QUOTED PASSAGE:
>> BEGIN

0

I understand Kiba's core is to process rows 1 by 1. And I want this, until the destination step. I want to push the transformed data to a Kafka Topic, however it's preferred to do it in Bulk rather than individually. Is this possible?

Assumming we have the next class

class TransactionProducer
  def intialize(data: [])
    @data = data
  end

  def push_to_kafka
    $kafka.push(data)
  end
end

I think this is possible using post_process and storing the transformed data in an array.

data = []

job = Kiba.parse do
  source MySource, source_config

  transform do |row|
    row = Transform...
    data << row
  end

  post_process do
    TransactionProducer.new(data).push_to_kafka
  end
end

But im wondering if there's another way?

>> END

TO BE DONE:
• 1. Answer these questions about the Kiba forum post, one line each, marked (a), (b), (c) as below.
(a) Where does the poster want to push the transformed data?
(b) Which Kiba block in the poster's code sends the collected data onward?
(c) Which TransactionProducer method is called inside that block?
• 2. List every Kiba keyword that the Kiba forum post's code uses inside the Kiba.parse block.
• 3. Go on with the Kiba forum post, starting right after its final sentence.

SUPPLIED MATERIAL:

>> BEGIN

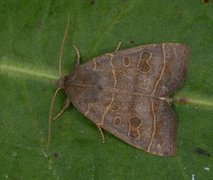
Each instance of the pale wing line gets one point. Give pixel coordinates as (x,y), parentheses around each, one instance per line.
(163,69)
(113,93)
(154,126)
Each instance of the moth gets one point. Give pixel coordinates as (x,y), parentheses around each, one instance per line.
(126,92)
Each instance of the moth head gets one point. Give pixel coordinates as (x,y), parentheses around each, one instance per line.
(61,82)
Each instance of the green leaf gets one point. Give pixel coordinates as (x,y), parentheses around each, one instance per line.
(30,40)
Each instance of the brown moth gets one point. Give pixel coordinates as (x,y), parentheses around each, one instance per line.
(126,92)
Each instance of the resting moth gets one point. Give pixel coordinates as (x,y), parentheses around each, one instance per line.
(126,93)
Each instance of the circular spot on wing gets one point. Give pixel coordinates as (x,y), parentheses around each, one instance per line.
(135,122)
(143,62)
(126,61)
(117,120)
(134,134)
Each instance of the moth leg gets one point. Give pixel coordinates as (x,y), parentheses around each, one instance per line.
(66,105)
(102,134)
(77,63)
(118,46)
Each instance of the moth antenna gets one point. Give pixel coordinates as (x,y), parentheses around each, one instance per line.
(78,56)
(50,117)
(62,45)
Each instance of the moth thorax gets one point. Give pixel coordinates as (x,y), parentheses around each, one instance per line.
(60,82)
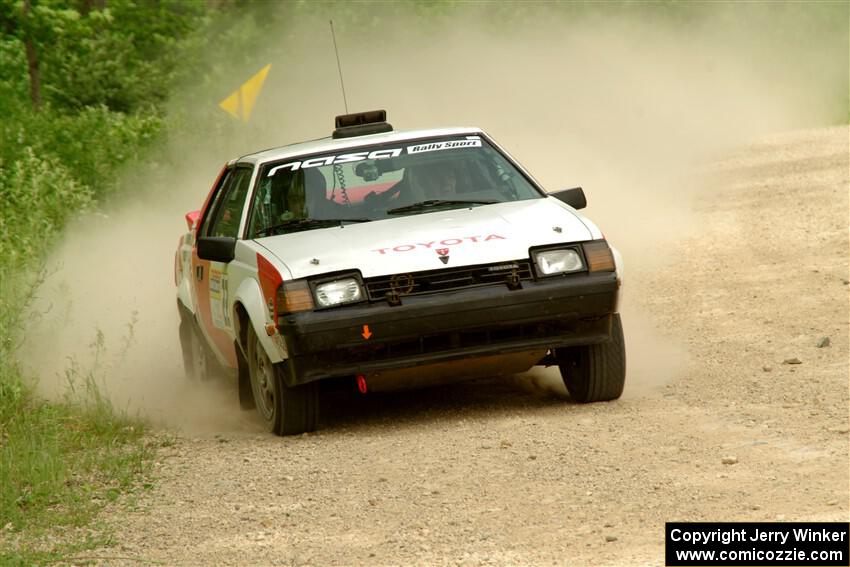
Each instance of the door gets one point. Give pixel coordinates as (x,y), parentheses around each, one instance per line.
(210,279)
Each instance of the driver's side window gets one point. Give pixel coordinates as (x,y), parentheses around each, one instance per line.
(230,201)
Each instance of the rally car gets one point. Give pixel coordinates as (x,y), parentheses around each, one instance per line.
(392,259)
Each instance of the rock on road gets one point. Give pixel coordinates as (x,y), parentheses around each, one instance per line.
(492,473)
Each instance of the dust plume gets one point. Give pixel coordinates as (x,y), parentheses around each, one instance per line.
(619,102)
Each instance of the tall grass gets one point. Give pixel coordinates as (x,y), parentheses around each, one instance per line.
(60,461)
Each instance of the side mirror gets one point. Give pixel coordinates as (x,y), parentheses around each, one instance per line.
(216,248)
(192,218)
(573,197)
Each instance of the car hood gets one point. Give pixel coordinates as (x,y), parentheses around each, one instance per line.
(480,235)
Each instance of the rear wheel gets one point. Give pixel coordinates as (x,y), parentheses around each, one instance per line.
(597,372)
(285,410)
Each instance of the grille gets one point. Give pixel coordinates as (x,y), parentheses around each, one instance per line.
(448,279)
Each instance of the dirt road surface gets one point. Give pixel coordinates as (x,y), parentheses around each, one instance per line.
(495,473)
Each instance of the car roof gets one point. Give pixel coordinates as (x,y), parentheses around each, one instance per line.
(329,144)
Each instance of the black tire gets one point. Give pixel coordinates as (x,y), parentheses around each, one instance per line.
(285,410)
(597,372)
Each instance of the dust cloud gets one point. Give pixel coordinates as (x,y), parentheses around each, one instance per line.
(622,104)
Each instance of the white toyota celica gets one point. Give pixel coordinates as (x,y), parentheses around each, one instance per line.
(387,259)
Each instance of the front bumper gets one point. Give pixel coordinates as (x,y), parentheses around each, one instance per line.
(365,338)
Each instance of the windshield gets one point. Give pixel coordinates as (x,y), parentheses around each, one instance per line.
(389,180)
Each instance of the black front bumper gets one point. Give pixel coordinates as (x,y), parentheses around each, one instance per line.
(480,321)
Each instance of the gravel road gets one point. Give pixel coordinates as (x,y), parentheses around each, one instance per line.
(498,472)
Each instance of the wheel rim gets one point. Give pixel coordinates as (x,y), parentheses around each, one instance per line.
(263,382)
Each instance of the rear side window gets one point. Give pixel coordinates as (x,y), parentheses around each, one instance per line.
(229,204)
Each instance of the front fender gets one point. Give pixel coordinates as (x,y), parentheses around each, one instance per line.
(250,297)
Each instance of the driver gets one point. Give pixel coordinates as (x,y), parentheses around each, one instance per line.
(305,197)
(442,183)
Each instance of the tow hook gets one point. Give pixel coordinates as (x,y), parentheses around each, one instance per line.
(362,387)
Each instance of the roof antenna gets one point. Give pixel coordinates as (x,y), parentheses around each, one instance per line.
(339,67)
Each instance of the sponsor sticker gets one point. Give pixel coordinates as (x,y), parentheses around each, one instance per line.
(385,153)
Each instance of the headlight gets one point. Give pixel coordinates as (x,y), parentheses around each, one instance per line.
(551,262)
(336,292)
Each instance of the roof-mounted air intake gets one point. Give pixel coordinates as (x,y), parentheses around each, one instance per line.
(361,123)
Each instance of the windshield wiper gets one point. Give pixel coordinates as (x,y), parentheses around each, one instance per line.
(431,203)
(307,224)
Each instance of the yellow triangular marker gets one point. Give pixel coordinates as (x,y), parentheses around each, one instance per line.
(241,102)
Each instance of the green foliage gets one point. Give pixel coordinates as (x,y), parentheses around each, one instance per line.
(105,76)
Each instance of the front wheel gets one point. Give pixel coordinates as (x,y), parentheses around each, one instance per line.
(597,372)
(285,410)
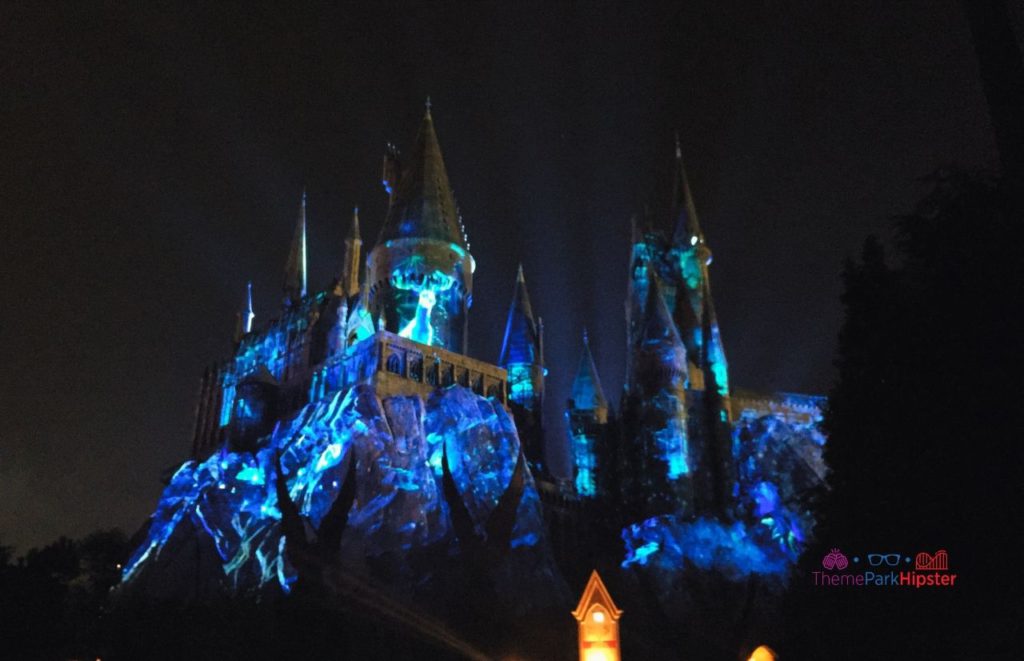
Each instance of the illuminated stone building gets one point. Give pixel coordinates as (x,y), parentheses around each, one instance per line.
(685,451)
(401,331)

>> END

RESPONSE LIST:
• 1.
(a) To a Kafka topic.
(b) The post_process block.
(c) push_to_kafka.

• 2. source, transform, post_process

• 3.
1 Answers1

0

While it is possible to use a post_process for this, I would instead recommend to leverage the fact that destinations can implement a close method (see https://github.com/thbar/kiba/wiki/Implementing-ETL-destinations), and use that to "buffer out" to your target (a bit like shown for the aggregating transform here https://thibautbarrere.com/2020/03/05/new-in-kiba-etl-v3).

If you have a large number of rows, you can also use both write and close to flush out your buffer as soon as you reach a given number of rows (but make sure to flush everything that is remaining in your close call).

Hope this helps!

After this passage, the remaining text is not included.